Required work: Return only the line that contains "[point] at the shuttered" and each line after it, through the last line of the data below, copied exactly.

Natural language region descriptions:
-----

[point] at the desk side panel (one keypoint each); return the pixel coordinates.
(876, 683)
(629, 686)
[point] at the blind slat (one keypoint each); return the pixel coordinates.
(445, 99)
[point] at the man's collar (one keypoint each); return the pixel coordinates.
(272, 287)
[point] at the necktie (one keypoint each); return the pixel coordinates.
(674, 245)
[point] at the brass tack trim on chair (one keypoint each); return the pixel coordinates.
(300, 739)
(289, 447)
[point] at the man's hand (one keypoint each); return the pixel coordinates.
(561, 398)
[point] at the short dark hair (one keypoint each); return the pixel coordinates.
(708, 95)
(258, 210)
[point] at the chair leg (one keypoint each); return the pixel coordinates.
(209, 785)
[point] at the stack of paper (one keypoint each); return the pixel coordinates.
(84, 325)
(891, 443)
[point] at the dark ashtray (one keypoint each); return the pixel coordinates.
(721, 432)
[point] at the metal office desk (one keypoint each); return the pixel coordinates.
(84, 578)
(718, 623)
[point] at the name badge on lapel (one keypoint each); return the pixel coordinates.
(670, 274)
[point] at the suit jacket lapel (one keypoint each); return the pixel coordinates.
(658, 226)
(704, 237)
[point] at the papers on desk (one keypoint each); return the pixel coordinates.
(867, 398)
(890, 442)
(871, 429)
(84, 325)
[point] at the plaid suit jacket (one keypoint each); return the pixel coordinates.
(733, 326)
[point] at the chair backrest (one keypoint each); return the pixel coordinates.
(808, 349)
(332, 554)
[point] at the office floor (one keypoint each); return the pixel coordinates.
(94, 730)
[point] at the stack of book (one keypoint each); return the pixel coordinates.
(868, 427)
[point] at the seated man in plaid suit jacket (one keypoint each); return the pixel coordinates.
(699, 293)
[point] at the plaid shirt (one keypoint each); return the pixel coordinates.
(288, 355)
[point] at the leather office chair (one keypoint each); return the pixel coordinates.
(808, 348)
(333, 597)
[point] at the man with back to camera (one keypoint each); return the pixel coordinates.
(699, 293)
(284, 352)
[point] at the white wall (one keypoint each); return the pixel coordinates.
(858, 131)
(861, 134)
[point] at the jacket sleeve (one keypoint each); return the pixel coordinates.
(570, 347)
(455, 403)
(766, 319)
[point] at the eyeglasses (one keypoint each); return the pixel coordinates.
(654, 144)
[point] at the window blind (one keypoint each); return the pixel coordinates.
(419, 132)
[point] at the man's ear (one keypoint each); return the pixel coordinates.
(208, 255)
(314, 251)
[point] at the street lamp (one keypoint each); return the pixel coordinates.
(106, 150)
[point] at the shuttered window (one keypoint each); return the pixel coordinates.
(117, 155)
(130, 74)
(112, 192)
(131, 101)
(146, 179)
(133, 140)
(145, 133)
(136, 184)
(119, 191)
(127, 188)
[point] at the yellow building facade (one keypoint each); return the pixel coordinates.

-----

Answer area:
[point] at the shuttered window (one keypoint each); return the pixel coordinates.
(117, 155)
(130, 74)
(112, 192)
(131, 101)
(146, 179)
(133, 140)
(145, 133)
(136, 184)
(119, 191)
(127, 188)
[point] at the yellow building facade (one keypoint each); return the pixel coordinates.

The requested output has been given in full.